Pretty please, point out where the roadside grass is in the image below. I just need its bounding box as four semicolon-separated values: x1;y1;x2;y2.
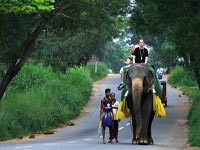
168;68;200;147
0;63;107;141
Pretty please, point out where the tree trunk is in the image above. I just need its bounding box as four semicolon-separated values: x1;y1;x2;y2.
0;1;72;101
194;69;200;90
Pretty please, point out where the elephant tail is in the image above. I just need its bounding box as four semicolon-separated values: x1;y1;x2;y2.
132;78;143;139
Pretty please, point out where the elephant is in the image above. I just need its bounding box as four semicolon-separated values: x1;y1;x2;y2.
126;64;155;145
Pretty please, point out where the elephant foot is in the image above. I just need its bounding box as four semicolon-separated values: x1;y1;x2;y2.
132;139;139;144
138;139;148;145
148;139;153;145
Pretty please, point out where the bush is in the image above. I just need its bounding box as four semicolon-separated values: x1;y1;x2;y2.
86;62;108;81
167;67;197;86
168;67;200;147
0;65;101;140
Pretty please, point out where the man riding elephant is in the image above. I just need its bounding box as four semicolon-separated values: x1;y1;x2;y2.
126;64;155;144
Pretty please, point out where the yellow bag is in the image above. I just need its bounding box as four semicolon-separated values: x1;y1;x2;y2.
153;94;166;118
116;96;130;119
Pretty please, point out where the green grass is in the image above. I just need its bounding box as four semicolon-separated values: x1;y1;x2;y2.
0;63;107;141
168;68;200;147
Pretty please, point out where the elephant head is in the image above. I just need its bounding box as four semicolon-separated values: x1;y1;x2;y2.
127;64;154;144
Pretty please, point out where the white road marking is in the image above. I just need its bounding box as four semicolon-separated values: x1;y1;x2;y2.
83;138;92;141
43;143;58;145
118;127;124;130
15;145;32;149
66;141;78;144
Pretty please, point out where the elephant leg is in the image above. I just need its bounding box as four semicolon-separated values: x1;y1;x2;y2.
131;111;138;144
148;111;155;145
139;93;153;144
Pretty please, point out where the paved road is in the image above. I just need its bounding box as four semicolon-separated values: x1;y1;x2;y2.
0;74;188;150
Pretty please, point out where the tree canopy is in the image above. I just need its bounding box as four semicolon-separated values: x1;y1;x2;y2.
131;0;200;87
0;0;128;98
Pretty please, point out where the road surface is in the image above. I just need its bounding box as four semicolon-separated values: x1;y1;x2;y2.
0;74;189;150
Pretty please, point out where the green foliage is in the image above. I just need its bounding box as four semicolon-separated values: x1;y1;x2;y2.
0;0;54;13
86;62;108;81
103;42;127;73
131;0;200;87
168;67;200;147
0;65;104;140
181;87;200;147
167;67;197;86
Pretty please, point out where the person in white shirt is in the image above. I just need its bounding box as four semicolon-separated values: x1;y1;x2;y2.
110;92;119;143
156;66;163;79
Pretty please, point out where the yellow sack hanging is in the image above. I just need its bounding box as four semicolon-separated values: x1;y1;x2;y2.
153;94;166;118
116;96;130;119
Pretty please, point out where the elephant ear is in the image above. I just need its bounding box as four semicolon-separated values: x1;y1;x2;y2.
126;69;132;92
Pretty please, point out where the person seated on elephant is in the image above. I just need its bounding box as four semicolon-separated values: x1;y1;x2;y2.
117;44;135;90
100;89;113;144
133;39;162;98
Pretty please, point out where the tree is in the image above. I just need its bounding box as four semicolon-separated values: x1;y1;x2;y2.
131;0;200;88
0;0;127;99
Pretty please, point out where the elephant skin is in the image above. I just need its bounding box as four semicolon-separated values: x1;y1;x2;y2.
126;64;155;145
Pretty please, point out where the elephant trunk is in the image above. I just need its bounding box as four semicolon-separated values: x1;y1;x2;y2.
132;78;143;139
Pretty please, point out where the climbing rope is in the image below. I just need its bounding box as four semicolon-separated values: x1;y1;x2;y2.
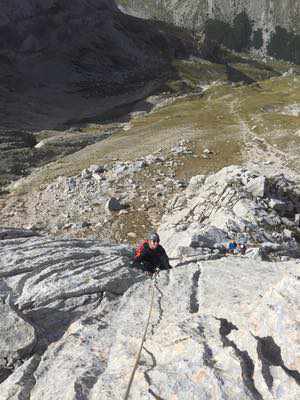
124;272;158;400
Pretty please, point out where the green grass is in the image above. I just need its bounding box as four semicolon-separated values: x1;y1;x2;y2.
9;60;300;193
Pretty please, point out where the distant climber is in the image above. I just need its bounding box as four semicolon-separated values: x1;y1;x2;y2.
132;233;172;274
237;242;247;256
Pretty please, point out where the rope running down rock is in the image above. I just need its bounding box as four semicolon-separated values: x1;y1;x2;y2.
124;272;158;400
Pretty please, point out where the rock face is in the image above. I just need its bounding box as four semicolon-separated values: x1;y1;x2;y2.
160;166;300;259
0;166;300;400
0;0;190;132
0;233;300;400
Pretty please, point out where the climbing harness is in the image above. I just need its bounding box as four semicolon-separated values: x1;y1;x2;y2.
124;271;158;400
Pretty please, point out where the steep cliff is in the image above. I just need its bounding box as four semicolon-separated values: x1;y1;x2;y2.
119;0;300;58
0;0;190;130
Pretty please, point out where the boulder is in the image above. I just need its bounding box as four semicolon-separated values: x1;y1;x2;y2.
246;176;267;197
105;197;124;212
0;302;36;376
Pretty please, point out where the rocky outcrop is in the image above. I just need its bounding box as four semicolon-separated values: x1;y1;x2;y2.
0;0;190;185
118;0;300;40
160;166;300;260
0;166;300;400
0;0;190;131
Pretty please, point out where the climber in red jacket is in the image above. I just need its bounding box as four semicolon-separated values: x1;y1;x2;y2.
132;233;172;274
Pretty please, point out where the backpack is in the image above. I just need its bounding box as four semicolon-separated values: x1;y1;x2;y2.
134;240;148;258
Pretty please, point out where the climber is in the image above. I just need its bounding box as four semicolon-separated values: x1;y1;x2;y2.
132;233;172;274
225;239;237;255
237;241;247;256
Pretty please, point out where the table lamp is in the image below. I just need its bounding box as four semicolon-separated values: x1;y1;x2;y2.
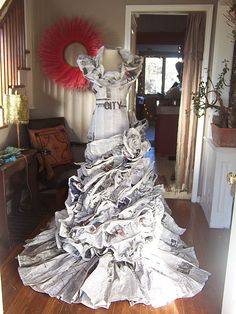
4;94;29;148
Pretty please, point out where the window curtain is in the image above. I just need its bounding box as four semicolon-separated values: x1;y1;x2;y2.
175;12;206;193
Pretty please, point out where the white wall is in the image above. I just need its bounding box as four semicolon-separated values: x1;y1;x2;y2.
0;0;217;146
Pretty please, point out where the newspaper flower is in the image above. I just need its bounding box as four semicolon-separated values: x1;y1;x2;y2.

» **PROBLEM DESCRIPTION**
Copy the entire listing above word for word, with every line in its original order, and leave out the pictures.

» **EXERCISE SOLUTION**
Pretty please, point out where the roadside grass is in the image below. I just need its bounding box as four semicolon-separated values: x1;y1;x2;y2.
168;68;200;147
0;63;107;141
Pretty please, point out where the tree trunk is in the image above. I just need its bounding box as four semicolon-separated values: x1;y1;x2;y2.
0;1;72;101
194;69;200;90
Pretty please, point out where the elephant tail is in the image above. I just need its bounding box as four semicolon-separated values: x1;y1;x2;y2.
132;78;143;139
Pretty please, point out where the elephant is in the image above. I just need its bounding box as four semicolon-separated values: x1;y1;x2;y2.
126;64;155;145
Pretty please, point out where the elephant foot is in the image above. I just need its bounding box as four semicolon-separated values: x1;y1;x2;y2.
132;139;139;144
138;139;148;145
148;139;153;145
Pretty please, point out where the bush is in the image above. I just need its bounding box as four semicolon-separated values: x1;y1;x2;y2.
86;62;108;81
167;67;197;86
168;67;200;147
0;65;101;140
Pretty please, point out where the man riding elephant is in the image above. I just need its bounding box as four semicolon-separated values: x1;y1;x2;y2.
126;64;155;144
Pretty please, point out where the yellow bag is in the image above. I just need its bounding box as four semicolon-separated values: x1;y1;x2;y2.
153;94;166;118
116;96;130;119
Pretty please, point out where the green grass is in the image above. I just need its bounding box as four semicolon-separated values: x1;y1;x2;y2.
0;63;107;141
168;68;200;147
Pretty please, point out where the elephant head is in the image above. I just need its bounding box as four semicolon-separated values: x1;y1;x2;y2.
127;64;154;144
Pretty please, point out where the white road marking is in the image above. I just need its bounding box as four semicolon-separated values: x1;y1;x2;y2.
83;138;92;141
43;143;58;145
118;127;124;130
15;145;32;149
66;141;78;144
Pretty please, point out where the elephant leg is in the image above. I just need its bounding box as four semicolon-separated values: x1;y1;x2;y2.
131;111;138;144
148;111;155;145
139;93;153;144
Pretty please, point out where the paved road is in the image above. I just need its bounding box as four semicolon-separated values: x1;y1;x2;y2.
0;74;188;150
Pretty please, point out where the tree canopy is in the image above. I just need its bounding box as four semicolon-separated values: x1;y1;x2;y2.
131;0;200;87
0;0;128;98
Pretty please, point out where the road surface is in the image above. I just need its bounding box as four semicolon-separated values: x1;y1;x2;y2.
0;74;189;150
Pretty please, point out where the green foliage is in the image above. I just need its bounding box as four semicolon-separated values: x1;y1;x2;y2.
0;0;54;13
86;62;108;81
103;42;127;73
131;0;200;87
168;67;200;147
0;65;104;140
181;87;200;147
167;67;197;86
Pretty please, point out where the person in white shirt is in the image above. I just need its bounding box as four semicolon-separated values: x1;y1;x2;y2.
110;92;119;143
156;66;163;79
Pretty please, point out where the yellow sack hanging is in the image above. I just need its bounding box as four semicolon-separated values: x1;y1;x2;y2.
153;94;166;118
116;96;130;119
Pretty please, point out where the elephant ear is in the image above. I just need its bounding box as four semicolon-separated values: x1;y1;x2;y2.
126;69;132;92
Pretty please, point out where the person seated on elephant is in the image above. I just need its bounding box as four semicolon-separated values: x1;y1;x2;y2.
117;44;135;90
100;89;113;144
133;39;162;98
Pretty please, point out where the tree is in the image above. I just need its bounding box as four semicolon-separated values: x1;y1;x2;y2.
131;0;200;88
0;0;127;99
Pretty please, point out where the elephant skin is in the image above. I just need its bounding box as four semicolon-separated values: x1;y1;x2;y2.
126;64;155;145
Pretty please, point out where the elephant trunk is in the image above. I just need its bounding box as four semicolon-separated values: x1;y1;x2;y2.
132;78;143;139
Pretty please, point out where the climbing rope is in the image below. I just need its bounding box as four semicolon-separated values: x1;y1;x2;y2.
124;272;158;400
Pretty please, point out where the green grass is in the image above. I just need its bounding box as four semicolon-separated values: x1;y1;x2;y2.
9;60;300;193
Pretty please, point out where the distant climber is in the image above. I just need its bounding box as four semicolon-separated values: x1;y1;x2;y2.
132;233;172;274
237;242;247;256
Pretty please, point out where the rope running down rock is in the image above. I just need its bounding box as four semicolon-separated values: x1;y1;x2;y2.
124;272;158;400
Pretty please, point out where the rock face is in the image above. I just need its bounding box as four semicolon-separated values: x1;y1;x2;y2.
160;166;300;259
0;166;300;400
0;0;190;132
0;233;300;400
Pretty please, point out where the climbing harness is in the image above. I just need its bounding box as four semicolon-separated values: x1;y1;x2;y2.
124;271;158;400
Pretty please, point out where the steep cliff is in the image above. I just need its bounding box as four semicolon-separated values: x1;y1;x2;y2.
119;0;300;58
0;0;190;130
Pretty please, point out where the boulder is in the image above. I just need its bounding box as four semicolon-separated values: x1;y1;x2;y2.
246;176;267;197
105;197;124;212
0;302;36;376
Pretty please, point out where the rocky outcrop is in the image above. I just need its bounding box as four semicolon-separated values: x1;y1;x2;y2.
0;0;190;185
118;0;300;40
160;166;300;260
0;166;300;400
0;0;190;131
Pretty please, point out where the climber in red jacket is in the image above. I just need its bounding box as four semicolon-separated values: x1;y1;x2;y2.
132;233;172;274
Pretty please, point out where the backpack is in the image above. I just need its bounding box as four semicolon-separated values: x1;y1;x2;y2.
134;240;148;258
Pretty please, point out where the climber is in the image above. I just need its bounding box as four semicolon-separated values: x1;y1;x2;y2.
132;233;172;274
225;239;237;255
237;241;247;256
Pretty please, point out where the table lamp is in the image below. I just need its bounding box as four semicolon-separated values: x1;y1;x2;y2.
4;94;29;148
Pretty please, point out where the window curtain is in the image above. I just need its bounding box as four semicolon-separated values: x1;y1;x2;y2.
175;12;206;193
Pretty please, point out where the white wall is in the image above. I just need its bounding box as four semicolon-separated values: x1;y1;x2;y2.
0;0;217;146
Pretty please, point out where the newspaper flower is in the image above. I just need its bounding box as four semicolon-separated values: x1;y1;x2;y2.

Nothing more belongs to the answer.